"the man's neck" appears in one line of the records below. Output that line and each one after it, exactly, through the last line.

[Given information — start]

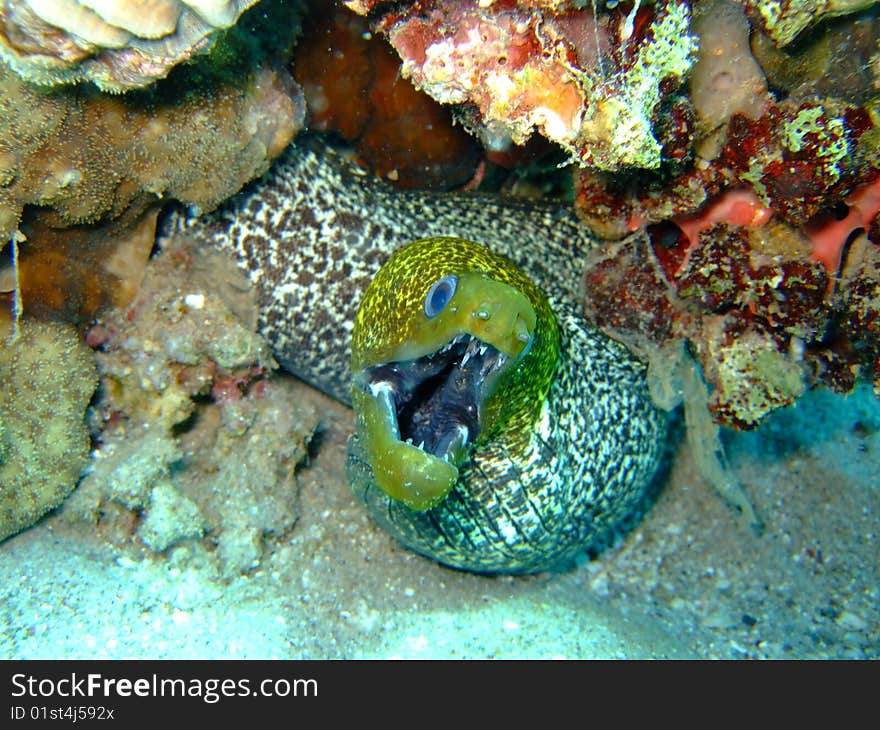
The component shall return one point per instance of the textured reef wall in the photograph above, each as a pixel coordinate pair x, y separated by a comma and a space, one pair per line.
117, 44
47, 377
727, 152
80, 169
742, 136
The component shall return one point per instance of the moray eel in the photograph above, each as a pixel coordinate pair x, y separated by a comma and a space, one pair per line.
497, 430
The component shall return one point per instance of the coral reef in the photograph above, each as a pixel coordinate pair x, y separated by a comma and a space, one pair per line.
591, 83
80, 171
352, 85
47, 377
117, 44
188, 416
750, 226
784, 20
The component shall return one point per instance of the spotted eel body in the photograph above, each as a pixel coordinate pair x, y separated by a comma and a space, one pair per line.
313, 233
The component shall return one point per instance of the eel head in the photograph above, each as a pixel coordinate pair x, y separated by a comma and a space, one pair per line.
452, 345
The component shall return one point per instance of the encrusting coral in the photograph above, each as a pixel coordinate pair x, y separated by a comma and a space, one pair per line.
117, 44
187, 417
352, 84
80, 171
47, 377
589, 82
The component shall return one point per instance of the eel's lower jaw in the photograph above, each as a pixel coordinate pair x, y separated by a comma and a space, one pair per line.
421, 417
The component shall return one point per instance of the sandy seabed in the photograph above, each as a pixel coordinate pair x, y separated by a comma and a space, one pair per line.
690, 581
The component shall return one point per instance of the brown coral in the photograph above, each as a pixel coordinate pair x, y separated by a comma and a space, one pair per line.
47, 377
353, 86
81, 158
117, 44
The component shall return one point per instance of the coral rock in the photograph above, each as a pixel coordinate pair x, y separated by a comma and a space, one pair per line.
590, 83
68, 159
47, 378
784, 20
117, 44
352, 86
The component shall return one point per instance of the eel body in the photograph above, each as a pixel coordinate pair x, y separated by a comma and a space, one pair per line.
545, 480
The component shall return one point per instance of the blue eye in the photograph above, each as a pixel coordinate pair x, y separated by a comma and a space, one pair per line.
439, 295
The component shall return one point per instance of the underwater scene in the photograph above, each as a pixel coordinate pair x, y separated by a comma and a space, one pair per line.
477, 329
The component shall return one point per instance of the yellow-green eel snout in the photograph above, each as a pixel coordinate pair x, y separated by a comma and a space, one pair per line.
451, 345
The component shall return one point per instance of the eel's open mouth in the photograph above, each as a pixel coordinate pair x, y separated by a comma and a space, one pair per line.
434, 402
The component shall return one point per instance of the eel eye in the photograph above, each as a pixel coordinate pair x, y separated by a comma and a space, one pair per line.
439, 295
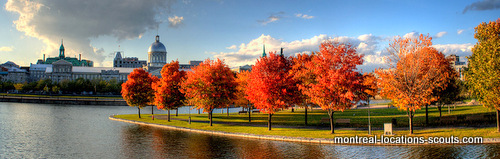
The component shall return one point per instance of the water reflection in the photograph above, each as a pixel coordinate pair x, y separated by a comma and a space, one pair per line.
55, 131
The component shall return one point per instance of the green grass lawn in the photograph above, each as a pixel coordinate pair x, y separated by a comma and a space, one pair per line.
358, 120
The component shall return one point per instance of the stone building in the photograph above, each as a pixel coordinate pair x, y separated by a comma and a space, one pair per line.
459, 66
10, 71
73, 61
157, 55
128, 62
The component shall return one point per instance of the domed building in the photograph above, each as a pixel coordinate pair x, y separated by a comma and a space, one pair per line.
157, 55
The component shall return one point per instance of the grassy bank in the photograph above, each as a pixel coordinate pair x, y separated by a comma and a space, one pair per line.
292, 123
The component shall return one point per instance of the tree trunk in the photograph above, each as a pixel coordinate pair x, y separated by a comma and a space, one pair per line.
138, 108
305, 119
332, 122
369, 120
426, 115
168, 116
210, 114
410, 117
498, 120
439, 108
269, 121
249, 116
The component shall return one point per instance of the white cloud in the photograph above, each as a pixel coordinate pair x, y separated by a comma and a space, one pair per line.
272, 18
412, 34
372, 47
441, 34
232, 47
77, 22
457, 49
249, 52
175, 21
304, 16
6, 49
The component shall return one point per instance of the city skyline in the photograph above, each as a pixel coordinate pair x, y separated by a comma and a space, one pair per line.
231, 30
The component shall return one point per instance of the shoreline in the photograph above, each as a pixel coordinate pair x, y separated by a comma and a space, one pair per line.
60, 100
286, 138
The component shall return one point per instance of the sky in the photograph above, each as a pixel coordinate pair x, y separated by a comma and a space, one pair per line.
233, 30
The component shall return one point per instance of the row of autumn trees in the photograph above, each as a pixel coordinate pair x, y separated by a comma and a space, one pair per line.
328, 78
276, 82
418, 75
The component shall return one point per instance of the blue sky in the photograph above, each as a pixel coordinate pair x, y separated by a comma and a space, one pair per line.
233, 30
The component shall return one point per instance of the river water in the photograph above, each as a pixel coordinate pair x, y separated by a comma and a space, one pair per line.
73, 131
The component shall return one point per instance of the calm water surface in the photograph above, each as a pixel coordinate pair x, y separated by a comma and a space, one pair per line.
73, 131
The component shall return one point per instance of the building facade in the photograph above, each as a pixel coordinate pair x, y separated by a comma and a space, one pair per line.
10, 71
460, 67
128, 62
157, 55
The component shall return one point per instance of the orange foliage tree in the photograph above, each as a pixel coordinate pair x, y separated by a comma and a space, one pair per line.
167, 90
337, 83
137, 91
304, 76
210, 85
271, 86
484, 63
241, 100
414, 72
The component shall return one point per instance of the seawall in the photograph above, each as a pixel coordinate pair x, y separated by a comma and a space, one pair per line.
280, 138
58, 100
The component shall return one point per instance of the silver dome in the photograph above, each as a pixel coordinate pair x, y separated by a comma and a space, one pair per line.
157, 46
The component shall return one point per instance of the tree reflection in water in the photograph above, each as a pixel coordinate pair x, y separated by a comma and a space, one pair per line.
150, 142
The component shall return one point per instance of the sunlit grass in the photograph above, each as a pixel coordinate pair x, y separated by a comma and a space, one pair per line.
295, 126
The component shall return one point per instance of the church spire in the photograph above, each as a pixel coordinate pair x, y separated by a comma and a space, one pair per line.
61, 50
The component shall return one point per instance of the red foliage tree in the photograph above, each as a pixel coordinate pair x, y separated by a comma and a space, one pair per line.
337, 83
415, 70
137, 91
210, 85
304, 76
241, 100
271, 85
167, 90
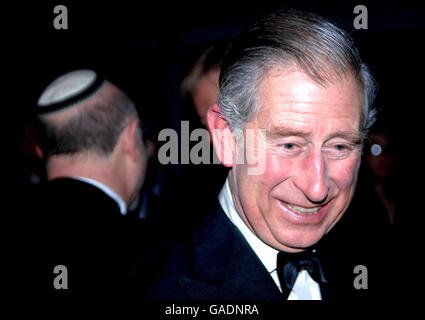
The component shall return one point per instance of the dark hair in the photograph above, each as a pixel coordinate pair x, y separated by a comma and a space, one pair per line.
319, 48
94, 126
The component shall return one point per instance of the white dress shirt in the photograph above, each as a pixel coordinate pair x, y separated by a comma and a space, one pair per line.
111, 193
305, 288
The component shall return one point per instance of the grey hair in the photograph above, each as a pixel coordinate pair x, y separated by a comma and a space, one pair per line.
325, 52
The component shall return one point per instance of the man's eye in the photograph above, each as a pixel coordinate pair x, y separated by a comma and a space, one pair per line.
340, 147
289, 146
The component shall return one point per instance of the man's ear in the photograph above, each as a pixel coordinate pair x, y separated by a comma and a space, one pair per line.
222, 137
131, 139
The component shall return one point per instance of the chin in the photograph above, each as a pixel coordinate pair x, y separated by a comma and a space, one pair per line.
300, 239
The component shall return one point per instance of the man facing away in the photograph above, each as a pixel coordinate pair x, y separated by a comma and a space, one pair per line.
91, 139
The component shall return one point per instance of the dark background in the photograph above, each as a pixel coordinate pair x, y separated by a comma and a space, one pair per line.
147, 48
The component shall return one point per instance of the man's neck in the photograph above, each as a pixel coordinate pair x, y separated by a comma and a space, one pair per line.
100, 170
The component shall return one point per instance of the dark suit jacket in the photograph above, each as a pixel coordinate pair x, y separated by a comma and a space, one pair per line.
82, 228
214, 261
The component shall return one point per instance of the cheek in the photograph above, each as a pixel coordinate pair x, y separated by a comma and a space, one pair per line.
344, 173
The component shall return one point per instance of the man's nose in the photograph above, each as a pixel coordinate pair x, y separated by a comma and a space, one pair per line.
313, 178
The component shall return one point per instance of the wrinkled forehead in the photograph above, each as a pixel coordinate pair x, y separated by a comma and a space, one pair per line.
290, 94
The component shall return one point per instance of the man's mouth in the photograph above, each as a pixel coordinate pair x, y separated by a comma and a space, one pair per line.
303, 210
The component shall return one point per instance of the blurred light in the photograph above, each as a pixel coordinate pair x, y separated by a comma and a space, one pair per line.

[Given information — finish]

* [Answer to the exercise]:
The component shall return one point per instance of the man's neck in the photograph above, each as a pixel coordinate pair x, y separated by a comma and a space, one pair per line.
100, 170
The component shall return one point per instance of the dark suit jacket in the photograph above, each as a pixel coordinate pair x, y separated by a comma and a space, one pair per line.
82, 228
214, 261
The component shall return one point per instance of the cheek in the photograph above, each as a pixel coordinate pair x, y separated by a comma and a space, one pair per line.
344, 173
The component shall return one point per instance of the man's nose in the photograph above, each as a pixel coordinate pair x, y separated by a comma and a space, one pair per line.
313, 178
The component shall return one point per instance of the wrinkled forehead in the photograph above, each as a pixel coordinate pair x, y separated by a comma and a space, one pair per line.
290, 94
The component shall return one point per instance of the man's mouth in the photograph above, each as a pixel coordinate pair x, y separated by a comma and a space, one pair per line.
303, 210
The component shall return one point per instance of the blurred light in the photograph above, each as a pixel coordinate pair x, y separated by a comma and a space, one pair per line.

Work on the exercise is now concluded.